>>>

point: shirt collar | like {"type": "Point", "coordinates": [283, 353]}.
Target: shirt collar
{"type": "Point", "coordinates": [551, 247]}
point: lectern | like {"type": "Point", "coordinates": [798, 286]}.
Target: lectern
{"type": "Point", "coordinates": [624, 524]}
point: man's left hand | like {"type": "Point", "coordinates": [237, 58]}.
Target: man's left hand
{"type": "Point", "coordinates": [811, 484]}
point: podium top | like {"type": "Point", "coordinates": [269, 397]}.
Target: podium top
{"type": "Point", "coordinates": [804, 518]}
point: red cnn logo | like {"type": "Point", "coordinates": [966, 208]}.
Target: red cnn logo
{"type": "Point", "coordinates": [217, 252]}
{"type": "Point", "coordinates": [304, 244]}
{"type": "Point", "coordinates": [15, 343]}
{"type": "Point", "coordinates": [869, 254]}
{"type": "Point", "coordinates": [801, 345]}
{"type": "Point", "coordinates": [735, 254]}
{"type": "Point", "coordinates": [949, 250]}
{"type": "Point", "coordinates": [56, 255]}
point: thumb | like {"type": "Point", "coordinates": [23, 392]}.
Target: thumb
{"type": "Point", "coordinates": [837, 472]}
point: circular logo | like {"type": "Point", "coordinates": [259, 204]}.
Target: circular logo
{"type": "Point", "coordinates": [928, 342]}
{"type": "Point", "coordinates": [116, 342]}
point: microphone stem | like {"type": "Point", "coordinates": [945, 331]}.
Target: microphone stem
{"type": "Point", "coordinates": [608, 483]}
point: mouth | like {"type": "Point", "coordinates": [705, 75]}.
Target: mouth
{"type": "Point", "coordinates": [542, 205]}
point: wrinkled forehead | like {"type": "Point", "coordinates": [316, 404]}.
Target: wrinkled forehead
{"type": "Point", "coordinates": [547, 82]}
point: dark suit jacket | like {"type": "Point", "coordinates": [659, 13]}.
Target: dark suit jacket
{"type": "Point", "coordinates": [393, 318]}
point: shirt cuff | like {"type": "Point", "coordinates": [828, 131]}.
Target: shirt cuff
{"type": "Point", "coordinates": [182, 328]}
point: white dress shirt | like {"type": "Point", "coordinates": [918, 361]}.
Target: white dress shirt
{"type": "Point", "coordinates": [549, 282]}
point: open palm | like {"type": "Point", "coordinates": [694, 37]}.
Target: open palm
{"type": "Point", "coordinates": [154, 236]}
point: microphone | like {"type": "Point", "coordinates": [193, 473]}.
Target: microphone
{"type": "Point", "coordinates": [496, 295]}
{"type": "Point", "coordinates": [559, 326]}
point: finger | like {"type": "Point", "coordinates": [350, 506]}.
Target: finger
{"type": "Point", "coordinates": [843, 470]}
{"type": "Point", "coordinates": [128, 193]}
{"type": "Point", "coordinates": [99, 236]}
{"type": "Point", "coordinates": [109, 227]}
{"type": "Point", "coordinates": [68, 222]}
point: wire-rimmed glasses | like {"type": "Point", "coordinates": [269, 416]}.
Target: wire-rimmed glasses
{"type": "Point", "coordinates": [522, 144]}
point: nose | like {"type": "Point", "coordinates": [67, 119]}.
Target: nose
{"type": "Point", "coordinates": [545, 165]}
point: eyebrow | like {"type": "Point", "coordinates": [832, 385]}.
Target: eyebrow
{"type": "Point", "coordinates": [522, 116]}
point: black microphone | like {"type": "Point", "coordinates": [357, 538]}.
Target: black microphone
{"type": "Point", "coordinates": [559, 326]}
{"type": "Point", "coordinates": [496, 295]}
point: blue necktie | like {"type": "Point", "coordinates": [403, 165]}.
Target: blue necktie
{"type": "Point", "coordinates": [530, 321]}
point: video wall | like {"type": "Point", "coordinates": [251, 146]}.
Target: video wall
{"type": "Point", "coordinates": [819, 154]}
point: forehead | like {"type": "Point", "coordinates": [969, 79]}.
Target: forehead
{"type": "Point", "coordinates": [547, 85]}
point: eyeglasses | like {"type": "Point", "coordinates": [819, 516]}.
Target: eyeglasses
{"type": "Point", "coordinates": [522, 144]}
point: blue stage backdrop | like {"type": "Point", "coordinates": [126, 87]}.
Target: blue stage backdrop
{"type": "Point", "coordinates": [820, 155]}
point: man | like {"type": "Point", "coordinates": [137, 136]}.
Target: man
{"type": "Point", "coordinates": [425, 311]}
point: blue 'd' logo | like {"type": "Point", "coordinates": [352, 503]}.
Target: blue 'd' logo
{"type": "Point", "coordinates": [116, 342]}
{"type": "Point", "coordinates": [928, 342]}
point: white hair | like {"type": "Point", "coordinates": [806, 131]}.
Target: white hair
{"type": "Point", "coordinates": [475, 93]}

<<<

**What is expected**. Quote only the lines from the line containing "point: eyeglasses |" through the end of the entries, keeping the first and the last.

**Problem solution**.
point: eyeglasses | like {"type": "Point", "coordinates": [819, 516]}.
Target: eyeglasses
{"type": "Point", "coordinates": [522, 144]}
point: blue stage backdrop | like {"type": "Point", "coordinates": [126, 87]}.
Target: blue stage backdrop
{"type": "Point", "coordinates": [820, 155]}
point: man | like {"type": "Point", "coordinates": [137, 136]}.
Target: man
{"type": "Point", "coordinates": [425, 311]}
point: blue 'd' logo | like {"type": "Point", "coordinates": [352, 503]}.
Target: blue 'd' logo
{"type": "Point", "coordinates": [116, 342]}
{"type": "Point", "coordinates": [928, 342]}
point: white hair | like {"type": "Point", "coordinates": [806, 131]}.
Target: white hair
{"type": "Point", "coordinates": [475, 93]}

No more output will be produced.